Talvez, uma das formas de “iluminação”, possa ser aquela em que entendemos que isso é assim e não deixar que essa angústia nos torne reativos em nossas ações. O pensamento aparece, mas ele sabe que isso pode nunca acontecer, já que nosso cérebro não prevê o futuro, tem apenas medo dele. Assim, o iluminado realista, curte quando “esquece” e não dá muita bola quando “lembra”.

Uma vida é feita de momentos de alegria nota, oito, nove e dez e de tristeza e angústia que jogam a nota lá embaixo e uma média sete nos aprova, como na escola. Mas a condição de uma boa média vem do conhecimento de saber como funcionamos, o que é ou não possível para nosso corpo que comanda nossos pensamentos automáticos o tempo todo. Quanto essa média fica baixa por muito tempo, lembramos dos momentos nota sete com o já surrado “era feliz e não sabia”!

Nota dez é ideal e ideal nunca será nesse mundo! Avalie se o que você está esperando das pessoas, do trabalho e dos relacionamentos de todo tipo é algo possível ou só na sua idealização nota dez. Se for, esqueça! Nada do que não depende de você tem o compromisso de atender sua expectativa, e, como diziam sabiamente os estoicos, o mundo/vida não te deve nada, já eu, gosto de dizer que o mundo/vida não está nem aí para sua expectativa ou a minha.

----

● Tarefa do exercício 1:
Localize na listagem abaixo todas as linhas que contêm a palavra "white" e copie-as, levando em conta a diferença entre maiúsculas e minúsculas.
● Tarefa do exercício 2:
Prossiga o texto acima sobre expectativas e a vida "nota dez" a partir do ponto em que ele termina.

----

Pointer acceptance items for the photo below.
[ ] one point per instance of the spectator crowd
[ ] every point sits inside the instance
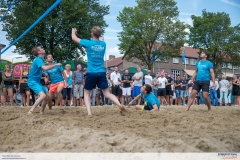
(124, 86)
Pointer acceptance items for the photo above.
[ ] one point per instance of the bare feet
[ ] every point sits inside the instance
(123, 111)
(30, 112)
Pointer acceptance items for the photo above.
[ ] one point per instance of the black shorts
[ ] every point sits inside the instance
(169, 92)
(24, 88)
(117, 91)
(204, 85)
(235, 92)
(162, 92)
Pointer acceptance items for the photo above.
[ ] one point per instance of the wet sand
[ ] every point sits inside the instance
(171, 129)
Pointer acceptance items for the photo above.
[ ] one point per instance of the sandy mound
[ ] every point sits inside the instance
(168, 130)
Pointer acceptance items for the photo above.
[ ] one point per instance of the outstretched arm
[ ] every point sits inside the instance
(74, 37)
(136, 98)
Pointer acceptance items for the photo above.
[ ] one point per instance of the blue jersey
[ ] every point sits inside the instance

----

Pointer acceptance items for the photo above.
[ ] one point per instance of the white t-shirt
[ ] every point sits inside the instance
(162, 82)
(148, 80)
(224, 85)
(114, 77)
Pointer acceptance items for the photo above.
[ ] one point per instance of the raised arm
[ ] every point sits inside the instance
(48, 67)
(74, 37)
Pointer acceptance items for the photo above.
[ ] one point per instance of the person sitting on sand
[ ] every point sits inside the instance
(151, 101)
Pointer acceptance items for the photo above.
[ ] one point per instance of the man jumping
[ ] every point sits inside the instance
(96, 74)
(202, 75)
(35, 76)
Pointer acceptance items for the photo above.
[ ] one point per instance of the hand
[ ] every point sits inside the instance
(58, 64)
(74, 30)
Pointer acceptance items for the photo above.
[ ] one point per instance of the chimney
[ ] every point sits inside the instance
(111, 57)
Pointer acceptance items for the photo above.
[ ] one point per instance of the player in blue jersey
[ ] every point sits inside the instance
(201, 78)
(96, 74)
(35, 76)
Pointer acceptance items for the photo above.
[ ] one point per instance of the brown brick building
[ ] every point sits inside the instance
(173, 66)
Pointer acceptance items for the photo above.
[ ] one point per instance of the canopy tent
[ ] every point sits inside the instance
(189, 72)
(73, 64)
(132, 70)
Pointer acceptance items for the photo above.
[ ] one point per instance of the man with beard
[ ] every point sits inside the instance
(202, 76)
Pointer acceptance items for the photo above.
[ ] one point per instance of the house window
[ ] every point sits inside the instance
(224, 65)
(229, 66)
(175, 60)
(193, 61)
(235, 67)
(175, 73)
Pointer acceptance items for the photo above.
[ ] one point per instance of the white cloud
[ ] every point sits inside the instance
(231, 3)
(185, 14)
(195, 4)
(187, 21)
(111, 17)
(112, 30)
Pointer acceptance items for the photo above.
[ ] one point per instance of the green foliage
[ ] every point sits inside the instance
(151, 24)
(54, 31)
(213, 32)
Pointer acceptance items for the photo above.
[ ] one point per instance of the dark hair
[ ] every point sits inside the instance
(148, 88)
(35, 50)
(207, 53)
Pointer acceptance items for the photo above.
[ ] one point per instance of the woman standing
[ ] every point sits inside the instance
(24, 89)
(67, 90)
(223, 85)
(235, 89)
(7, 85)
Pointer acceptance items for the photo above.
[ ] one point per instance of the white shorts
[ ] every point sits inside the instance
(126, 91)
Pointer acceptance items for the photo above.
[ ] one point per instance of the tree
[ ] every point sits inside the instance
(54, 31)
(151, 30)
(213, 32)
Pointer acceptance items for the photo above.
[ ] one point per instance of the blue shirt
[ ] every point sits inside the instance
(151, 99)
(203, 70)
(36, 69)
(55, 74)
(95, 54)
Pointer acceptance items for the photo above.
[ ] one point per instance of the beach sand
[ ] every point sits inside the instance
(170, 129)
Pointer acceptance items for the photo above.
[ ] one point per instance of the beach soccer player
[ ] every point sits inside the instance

----

● Resultado 1:
[ ] one point per instance of the white t-shirt
[ ] one point per instance of the white cloud
[ ] one point per instance of the white shorts

● Resultado 2:
Essa angústia que chamo de essencial, que Freud chamava de “luto”, que Camus chamava de “Absurdo” é facilmente vencida em olhar atentamente para poder perceber como tudo funciona e conviver com as circunstâncias que fazem parte de um mundo muito maior e mais forte que qualquer um de nós, que não respeita nossos sonhos de idealização.

Às vezes, conseguimos o que queremos e lutamos e às vezes não como todos os demais habitantes desse mundo e essa é sua grande magia. Disputamos tudo com o que chamamos de natureza, com todos animais, cada um vivendo em sua potência e com a necessidade de perseverar. Isso torna tudo imprevisível e fascinante, não acha?

O mundo nota dez que esperamos para nos sentirmos tranquilos e seguros, no fim, é uma grande arrogância!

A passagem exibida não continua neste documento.